AUFGABE A: Benenne im Text über Nationalismus und Klimawandel "Nationalisten" in "Populisten" um und gib dabei alles von "Nationalismus und die" bis hinunter zu "Klimawandel nicht leugnen." wieder.
AUFGABE B: Warum bleibt Nationalisten laut dem Text über Nationalismus und Klimawandel nur die Möglichkeit, den Klimawandel zu leugnen? Antworte in ein bis drei Sätzen.
AUFGABE C: Setze den Text über Nationalismus und Klimawandel nach seinem letzten Satz fort.

VORLIEGENDER TEXT:

.....

Nationalismus und die Beschwörung einer angeblich glorreichen
nationalen Vergangenheit und ebensolchen nationalen Zukunft sind
aber keine geeigneten Mittel zur Bewältigung globaler Probleme
wie des Klimawandels. Da bleibt Nationalisten nur die
Möglichkeit, das größte derzeitige Problem der Menschheit zu
leugnen, um ihr Weltbild zu retten. Für alle jene
Politiker*innen, die die Notwendigkeit globaler Zusammenarbeit
und tiefgreifender Änderungen auch des eigenen Lebensstils
erkannt haben, stellt sich dagegen die Frage, wie sie das
Notwendige tun können, ohne dafür bei den nächsten Wahlen von
ihrer eigenen, verzichts- und veränderungsunwilligen Klientel
abgestraft zu werden – ein Problem, das außer der Partei
"Bündnis 90/Die Grünen" offenbar alle Parteien haben,
die den menschengemachten Klimawandel nicht leugnen.
Lösungsvorschläge
Kurz-, mittel- und langfristig wirksame Maßnahmen gegen
populistische Wähler*innenfängerei – Förderung insbesondere der
politischen Bildung und der Herzensbildung von der Kita an,
Sicherung/Steigerung des Einkommens insbesondere der nicht so
wohlhabenden Bürger*innen, Sicherung von Arbeitsplätzen bzw.
Schaffung neuer, zukunftsträchtiger Arbeitsplätze, Schutz vor
Einbrechern, Gewalttätern und Betrügern bzw. häufigere
Aufklärung solcher Straftaten, konsequente Verfolgung und
Bestrafung von Hass, Hetze, Beleidigungen, Verleumdungen und
politischen Lügen auch und gerade im Internet – habe ich bereits
in früheren Texten – zuletzt in
Was tun gegen
Populisten? – skizziert. Letztlich wird die Menschheit
meines Erachtens nicht darum herumkommen, ihre Werte zu
hinterfragen und die Akkumulation von materiellem
Wohlstand/Reichtum auf Kosten anderer Menschen und der Natur und
künftiger Generationen sowie das Wachstum der Weltbevölkerung
auf ein Maß zu begrenzen, das nicht die Lebensgrundlagen der
Menschheit zerstört. Auch die Unternehmen werden, wie im Text
Paradigmenwechsel vorgeschlagen, meines Erachtens umsteuern
müssen und nicht mehr nur das Ziel der Gewinnmaximierung
verfolgen können.

.....

GESPEICHERTE ZEILEN:
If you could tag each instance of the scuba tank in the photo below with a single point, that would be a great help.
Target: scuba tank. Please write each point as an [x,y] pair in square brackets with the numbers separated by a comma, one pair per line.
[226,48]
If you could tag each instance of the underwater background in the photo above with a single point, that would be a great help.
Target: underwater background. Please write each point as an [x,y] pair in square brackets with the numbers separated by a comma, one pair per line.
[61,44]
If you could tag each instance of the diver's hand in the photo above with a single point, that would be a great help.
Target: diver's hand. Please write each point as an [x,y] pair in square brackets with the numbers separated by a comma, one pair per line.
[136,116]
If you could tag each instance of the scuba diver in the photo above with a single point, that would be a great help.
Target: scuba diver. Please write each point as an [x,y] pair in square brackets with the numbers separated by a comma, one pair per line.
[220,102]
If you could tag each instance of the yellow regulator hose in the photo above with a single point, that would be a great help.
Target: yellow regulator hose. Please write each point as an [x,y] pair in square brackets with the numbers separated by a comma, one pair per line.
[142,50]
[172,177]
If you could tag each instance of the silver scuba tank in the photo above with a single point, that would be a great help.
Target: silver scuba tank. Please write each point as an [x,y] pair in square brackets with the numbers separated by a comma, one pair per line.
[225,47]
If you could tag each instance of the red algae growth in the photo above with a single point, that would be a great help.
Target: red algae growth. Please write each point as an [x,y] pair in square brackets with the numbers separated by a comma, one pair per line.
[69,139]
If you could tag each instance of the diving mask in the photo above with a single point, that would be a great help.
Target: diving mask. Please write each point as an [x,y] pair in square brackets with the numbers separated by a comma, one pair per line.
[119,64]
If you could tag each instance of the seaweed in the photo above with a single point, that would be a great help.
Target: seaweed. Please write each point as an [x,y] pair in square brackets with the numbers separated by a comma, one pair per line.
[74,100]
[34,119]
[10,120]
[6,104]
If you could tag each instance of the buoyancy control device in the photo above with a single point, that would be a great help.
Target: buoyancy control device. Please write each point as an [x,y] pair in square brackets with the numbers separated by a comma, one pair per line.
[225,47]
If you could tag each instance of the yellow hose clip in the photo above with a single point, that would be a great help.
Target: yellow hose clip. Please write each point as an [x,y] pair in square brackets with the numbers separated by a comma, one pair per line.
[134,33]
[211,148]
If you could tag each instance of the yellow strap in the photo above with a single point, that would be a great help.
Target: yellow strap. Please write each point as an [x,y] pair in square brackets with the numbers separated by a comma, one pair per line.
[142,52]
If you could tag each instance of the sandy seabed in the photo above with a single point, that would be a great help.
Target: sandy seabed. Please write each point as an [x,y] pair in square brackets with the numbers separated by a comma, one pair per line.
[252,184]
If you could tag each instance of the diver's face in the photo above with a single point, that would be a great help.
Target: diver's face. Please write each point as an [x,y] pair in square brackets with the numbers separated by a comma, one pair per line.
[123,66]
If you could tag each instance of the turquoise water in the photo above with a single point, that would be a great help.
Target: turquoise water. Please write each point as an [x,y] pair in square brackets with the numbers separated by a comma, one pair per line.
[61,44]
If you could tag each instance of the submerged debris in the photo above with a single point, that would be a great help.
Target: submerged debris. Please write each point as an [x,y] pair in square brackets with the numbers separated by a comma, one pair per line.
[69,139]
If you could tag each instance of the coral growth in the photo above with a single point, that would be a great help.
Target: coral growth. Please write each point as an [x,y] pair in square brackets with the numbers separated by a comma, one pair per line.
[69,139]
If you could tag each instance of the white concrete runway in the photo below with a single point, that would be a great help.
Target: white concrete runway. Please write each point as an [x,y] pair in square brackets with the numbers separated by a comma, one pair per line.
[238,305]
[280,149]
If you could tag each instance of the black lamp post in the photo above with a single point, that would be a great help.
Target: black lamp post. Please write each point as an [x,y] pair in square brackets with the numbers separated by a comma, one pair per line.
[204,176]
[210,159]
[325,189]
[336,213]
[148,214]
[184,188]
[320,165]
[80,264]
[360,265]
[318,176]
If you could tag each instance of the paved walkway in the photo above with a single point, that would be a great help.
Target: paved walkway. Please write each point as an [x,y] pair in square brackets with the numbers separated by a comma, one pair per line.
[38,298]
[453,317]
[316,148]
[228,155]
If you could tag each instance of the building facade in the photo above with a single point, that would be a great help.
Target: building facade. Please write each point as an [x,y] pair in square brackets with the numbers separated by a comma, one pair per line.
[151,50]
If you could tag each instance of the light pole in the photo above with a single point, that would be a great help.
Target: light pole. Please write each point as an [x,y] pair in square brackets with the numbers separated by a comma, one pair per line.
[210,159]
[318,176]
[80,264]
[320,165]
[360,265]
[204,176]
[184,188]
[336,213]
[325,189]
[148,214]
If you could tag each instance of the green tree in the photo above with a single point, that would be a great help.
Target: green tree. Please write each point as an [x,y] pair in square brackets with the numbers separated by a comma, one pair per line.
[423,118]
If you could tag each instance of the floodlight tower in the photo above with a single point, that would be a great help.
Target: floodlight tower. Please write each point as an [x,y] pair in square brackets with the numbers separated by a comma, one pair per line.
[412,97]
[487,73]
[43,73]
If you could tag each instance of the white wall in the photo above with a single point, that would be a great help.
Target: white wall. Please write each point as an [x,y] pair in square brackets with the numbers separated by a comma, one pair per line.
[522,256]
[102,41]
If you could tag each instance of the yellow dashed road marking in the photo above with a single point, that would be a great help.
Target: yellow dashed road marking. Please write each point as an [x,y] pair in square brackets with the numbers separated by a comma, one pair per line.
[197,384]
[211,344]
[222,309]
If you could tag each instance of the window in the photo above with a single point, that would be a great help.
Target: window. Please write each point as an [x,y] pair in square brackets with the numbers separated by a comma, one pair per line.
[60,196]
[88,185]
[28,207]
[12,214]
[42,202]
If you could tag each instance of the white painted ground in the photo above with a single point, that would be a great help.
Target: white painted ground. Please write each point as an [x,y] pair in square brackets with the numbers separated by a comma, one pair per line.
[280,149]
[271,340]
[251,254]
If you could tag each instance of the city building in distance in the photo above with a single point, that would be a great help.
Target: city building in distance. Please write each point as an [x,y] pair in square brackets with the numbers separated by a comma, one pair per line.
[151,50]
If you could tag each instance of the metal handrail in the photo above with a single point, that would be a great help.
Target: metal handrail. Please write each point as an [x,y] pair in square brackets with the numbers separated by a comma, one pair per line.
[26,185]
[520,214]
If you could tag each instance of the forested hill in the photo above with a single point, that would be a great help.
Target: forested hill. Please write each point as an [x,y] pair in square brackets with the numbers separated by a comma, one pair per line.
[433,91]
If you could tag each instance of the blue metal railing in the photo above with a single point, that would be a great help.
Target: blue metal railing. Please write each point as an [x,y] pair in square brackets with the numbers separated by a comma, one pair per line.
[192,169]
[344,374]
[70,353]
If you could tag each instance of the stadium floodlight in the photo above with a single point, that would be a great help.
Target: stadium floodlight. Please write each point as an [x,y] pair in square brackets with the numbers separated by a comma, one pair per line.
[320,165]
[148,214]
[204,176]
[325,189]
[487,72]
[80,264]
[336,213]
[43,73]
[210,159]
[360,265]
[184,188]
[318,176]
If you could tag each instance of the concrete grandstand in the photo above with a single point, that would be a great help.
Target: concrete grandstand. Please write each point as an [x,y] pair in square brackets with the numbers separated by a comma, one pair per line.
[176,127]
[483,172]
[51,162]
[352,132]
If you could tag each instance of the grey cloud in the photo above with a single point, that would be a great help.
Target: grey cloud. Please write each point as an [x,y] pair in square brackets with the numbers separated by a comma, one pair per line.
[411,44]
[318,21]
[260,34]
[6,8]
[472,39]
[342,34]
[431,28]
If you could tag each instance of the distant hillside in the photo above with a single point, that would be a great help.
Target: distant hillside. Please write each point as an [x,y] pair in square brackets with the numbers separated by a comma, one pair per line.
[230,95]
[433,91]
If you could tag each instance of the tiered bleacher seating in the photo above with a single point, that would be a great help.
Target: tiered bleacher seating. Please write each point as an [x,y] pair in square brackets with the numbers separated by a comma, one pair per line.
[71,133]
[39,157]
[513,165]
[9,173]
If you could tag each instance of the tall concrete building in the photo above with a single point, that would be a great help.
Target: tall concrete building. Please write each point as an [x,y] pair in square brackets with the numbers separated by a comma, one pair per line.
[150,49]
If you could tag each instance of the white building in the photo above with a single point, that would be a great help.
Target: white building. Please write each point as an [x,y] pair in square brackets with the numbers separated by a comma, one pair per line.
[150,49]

.....

ERWARTETE AUSGABE A:
Nationalismus und die Beschwörung einer angeblich glorreichen
nationalen Vergangenheit und ebensolchen nationalen Zukunft sind
aber keine geeigneten Mittel zur Bewältigung globaler Probleme
wie des Klimawandels. Da bleibt Populisten nur die
Möglichkeit, das größte derzeitige Problem der Menschheit zu
leugnen, um ihr Weltbild zu retten. Für alle jene
Politiker*innen, die die Notwendigkeit globaler Zusammenarbeit
und tiefgreifender Änderungen auch des eigenen Lebensstils
erkannt haben, stellt sich dagegen die Frage, wie sie das
Notwendige tun können, ohne dafür bei den nächsten Wahlen von
ihrer eigenen, verzichts- und veränderungsunwilligen Klientel
abgestraft zu werden – ein Problem, das außer der Partei
"Bündnis 90/Die Grünen" offenbar alle Parteien haben,
die den menschengemachten Klimawandel nicht leugnen.

ERWARTETE AUSGABE B: Nationalismus und die Beschwörung einer angeblich glorreichen nationalen Vergangenheit und Zukunft sind keine geeigneten Mittel zur Bewältigung globaler Probleme wie des Klimawandels. Deshalb bleibt Nationalisten nur, dieses größte derzeitige Problem der Menschheit zu leugnen, um ihr Weltbild zu retten.

ERWARTETE AUSGABE C:
Für die nächsten Jahre scheint es mir sinnvoll zu sein, Gesetze
und sonstige Maßnahmen zum Klimaschutz auf eine möglichst breite
parlamentarische Basis zu stellen, die Umstellungen bei Bedarf
mit sozialen Maßnahmen zu kombinieren und die Notwendigkeit
einer raschen und rigorosen Reduzierung der Treibhausgase immer
wieder zu kommunizieren und nicht etwa immer wieder zu
relativieren, wie es bislang Politiker*innen nicht nur der AfD
immer wieder tun. Für Importe aus Staaten, die bzw. deren
Unternehmen nicht im gleichen Umfang wie jene in Deutschland
bzw. der EU die erforderlichen Klima- und Umweltschutzauflagen
einhalten,
sollten gemäß dem Vorschlag von Ursula von der Leyen
Klimazölle
erhoben werden. Das wäre fair gegenüber jenen Unternehmen, die
in den Klimaschutz investieren (müssen).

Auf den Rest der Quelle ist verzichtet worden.